Tasks to carry out →
- a) Please sum up the article on NFL offseason workouts below in two sentences.
- b) Decide whether each statement agrees with the article on NFL offseason workouts below: (i) The offseason program begins on April 19. (ii) The minicamp is voluntary. (iii) The NFL requires team staff to be vaccinated. Give yes or no for each, quoting the words of the article that settle it.

Extract to read Block Start

Like in 2020, professional football players have said they plan to skip voluntary in-person work this spring out of COVID-19 concerns, reported The Athletic. NFL Players Association has said the union would like the entire offseason program to be virtual.
The NFL’s nine-week, three phase, offseason program beginning on April 19, includes approximately a month of virtual meetings, followed by five weeks of limited in-person on-field practices. The on-field practices are broken down into 10 voluntary practices with an additional 3 day mandatory minicamp, according to The Hill.
The Seattle Seahawks, Denver Broncos, Tampa Bay Buccaneers, New England Patriots and Detroit Lions have recently stated that they will not participate in organized team activities ‘OTA’ programs because of COVID-19 risks.
“We find ourselves still in the midst of a pandemic with no comprehensive plan to keep players as safe as possible, yet teams are pressuring players to attend voluntary workouts," that begin next week, said DeMaurice Smith, executive director of the NFL Players Association.
“The union has advised players that given the continued risk of exposure and the goal of a full 2021 NFL season, that they should not attend these voluntary workouts,” Smith added. “It is every player’s decision, but our advice is to continue to use an abundance of caution given the current environment,” reported newsobserver.com.
NFL Players Association president J.C. Tretter agreed and added that the grueling offseason programs were unnecessary.
COVID-19 tests will be given daily and social distancing and mask protocols which are meant to increase player safety will continue.
The NFL has also requested that team staff personnel voluntarily get vaccinated in order to work in team facilities, reported the Hill.

Extract to read Block End
Given entries Block Start

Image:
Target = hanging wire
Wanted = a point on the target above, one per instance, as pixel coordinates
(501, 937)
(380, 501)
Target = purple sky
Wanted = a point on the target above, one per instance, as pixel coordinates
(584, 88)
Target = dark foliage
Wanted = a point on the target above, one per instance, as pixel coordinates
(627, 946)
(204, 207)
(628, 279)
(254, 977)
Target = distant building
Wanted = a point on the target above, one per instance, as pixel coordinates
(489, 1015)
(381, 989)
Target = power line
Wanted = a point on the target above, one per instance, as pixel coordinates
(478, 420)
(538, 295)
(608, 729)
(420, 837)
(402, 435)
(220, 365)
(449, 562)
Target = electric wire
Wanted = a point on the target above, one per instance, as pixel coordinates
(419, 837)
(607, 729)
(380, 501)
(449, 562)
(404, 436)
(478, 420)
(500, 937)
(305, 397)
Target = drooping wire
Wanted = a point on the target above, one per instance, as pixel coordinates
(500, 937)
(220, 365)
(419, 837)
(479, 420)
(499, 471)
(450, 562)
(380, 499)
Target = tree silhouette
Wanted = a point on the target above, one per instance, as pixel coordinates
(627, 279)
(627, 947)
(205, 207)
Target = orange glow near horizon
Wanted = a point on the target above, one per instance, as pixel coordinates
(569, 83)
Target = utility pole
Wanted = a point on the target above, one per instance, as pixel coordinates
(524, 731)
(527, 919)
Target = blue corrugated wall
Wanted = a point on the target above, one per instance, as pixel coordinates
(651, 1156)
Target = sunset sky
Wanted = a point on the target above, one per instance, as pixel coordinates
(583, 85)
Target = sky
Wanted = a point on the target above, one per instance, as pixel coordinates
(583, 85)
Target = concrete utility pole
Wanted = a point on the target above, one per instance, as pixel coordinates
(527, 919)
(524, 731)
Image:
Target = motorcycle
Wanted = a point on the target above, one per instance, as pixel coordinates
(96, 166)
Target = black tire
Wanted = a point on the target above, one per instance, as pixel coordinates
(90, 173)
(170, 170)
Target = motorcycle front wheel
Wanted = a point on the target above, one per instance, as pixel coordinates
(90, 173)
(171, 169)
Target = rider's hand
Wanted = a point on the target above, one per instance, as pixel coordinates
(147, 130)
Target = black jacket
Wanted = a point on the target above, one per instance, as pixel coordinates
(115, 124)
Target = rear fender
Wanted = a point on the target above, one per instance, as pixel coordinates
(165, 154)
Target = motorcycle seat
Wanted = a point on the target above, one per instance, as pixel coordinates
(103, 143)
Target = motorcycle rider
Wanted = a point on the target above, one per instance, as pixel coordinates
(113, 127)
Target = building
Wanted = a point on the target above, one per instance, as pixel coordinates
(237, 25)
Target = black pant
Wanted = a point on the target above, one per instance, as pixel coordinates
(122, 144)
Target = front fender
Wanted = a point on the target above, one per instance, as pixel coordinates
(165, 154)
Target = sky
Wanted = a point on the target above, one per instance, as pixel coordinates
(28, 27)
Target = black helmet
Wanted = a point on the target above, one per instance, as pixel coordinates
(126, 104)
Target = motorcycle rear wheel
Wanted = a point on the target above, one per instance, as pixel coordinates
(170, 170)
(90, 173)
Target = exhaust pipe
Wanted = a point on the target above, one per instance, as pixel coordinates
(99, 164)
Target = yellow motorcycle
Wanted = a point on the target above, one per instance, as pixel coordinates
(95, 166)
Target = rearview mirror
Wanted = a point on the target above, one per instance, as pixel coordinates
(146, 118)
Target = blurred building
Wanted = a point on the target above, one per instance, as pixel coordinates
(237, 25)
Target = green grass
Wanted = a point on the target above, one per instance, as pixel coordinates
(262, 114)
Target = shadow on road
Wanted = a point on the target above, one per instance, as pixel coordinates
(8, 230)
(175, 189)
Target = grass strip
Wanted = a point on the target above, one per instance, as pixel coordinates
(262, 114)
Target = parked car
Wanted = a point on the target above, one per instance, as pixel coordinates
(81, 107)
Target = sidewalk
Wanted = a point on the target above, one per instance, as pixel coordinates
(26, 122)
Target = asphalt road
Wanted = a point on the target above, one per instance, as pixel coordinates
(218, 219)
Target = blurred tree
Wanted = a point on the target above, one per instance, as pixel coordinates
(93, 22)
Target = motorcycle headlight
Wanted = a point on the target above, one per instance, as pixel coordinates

Given entries Block End

Responses to the exercise →
- a) NFL players and their union plan to skip voluntary in-person offseason work because of COVID-19 concerns, and the union wants the whole offseason program to be virtual. The nine-week program starting April 19 combines virtual meetings with limited in-person on-field practices, and daily testing, social distancing and mask protocols will continue.

- b)
(i) Yes: "beginning on April 19"
(ii) No: "an additional 3 day mandatory minicamp"
(iii) No: "requested that team staff personnel voluntarily get vaccinated"